__Task goal__
Reproduce the listing verbatim.

__Provided records__
________

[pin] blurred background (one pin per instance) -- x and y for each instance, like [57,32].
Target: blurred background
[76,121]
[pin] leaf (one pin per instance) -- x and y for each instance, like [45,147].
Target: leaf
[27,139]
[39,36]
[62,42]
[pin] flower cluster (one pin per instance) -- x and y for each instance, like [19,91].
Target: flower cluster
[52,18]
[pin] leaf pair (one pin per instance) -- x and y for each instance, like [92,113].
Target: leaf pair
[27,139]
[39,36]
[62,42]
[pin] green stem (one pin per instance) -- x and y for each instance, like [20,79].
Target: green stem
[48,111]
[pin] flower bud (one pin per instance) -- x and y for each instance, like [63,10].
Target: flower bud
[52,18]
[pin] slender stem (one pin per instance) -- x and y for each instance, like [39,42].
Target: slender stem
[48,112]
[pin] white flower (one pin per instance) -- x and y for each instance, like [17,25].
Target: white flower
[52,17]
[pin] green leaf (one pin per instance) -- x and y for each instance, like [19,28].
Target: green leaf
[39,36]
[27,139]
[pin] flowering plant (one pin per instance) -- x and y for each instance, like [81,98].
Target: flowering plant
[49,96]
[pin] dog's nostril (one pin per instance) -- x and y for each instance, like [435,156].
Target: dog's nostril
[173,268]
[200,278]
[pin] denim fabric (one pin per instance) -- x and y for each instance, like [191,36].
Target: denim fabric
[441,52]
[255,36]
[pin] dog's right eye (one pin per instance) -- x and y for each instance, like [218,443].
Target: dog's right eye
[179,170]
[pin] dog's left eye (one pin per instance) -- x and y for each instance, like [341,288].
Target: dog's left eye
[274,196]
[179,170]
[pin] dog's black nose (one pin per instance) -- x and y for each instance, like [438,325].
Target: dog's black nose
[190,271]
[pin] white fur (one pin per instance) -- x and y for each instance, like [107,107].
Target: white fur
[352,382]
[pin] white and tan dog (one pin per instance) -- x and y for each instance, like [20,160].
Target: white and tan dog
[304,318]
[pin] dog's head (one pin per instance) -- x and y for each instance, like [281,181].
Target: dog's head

________

__Exercise solution__
[pin] blurred background (one pin per instance) -- x and y for each instance, like [57,32].
Target: blurred background
[76,121]
[pin] leaf (one pin per instance) -- x and y for each instance, like [45,147].
Target: leaf
[27,139]
[39,36]
[62,42]
[pin] flower cluster (one pin per instance) -- x and y for each instance, like [19,91].
Target: flower cluster
[52,18]
[pin] leaf pair (one pin per instance) -- x and y for each instance, like [92,113].
Target: leaf pair
[27,139]
[39,36]
[62,42]
[pin] green stem (one pin per instance) -- x and y for each instance, like [20,79].
Target: green stem
[48,111]
[pin] flower bud (one pin per instance) -- x and y for each instance, like [63,10].
Target: flower bud
[52,18]
[pin] slender stem (one pin per instance) -- x and y for each instance, like [39,42].
Target: slender stem
[48,112]
[pin] white flower (one pin per instance) -- x and y for each instance, like [17,25].
Target: white flower
[52,17]
[pin] green leaf (one pin per instance) -- x and y for each instance, like [19,28].
Target: green leaf
[39,36]
[27,139]
[pin] flowering plant (one pin per instance) -- x and y for each instance, like [81,98].
Target: flowering plant
[49,96]
[pin] dog's nostril (one pin per instance) -- x and y for each instance, like [435,156].
Target: dog's nostril
[173,268]
[200,278]
[pin] denim fabric (one pin per instance) -- x and y for each instance, like [191,36].
Target: denim fabric
[441,52]
[255,36]
[pin] dog's right eye (one pin per instance) -- x and y for each instance, like [218,443].
Target: dog's right eye
[179,170]
[pin] dog's left eye (one pin per instance) -- x and y for each instance, like [341,288].
Target: dog's left eye
[274,196]
[179,170]
[pin] dog's black nose (one pin per instance) -- x and y for each instance, like [438,325].
Target: dog's black nose
[190,271]
[pin] white fur (one pin per instance) -- x and y for each instance, like [107,107].
Target: white fur
[352,382]
[pin] white and tan dog (one pin per instance) -- x and y for each instance, like [20,160].
Target: white and tan dog
[304,318]
[pin] dog's head (one pin per instance) -- x and y for each instance, like [281,181].
Target: dog's head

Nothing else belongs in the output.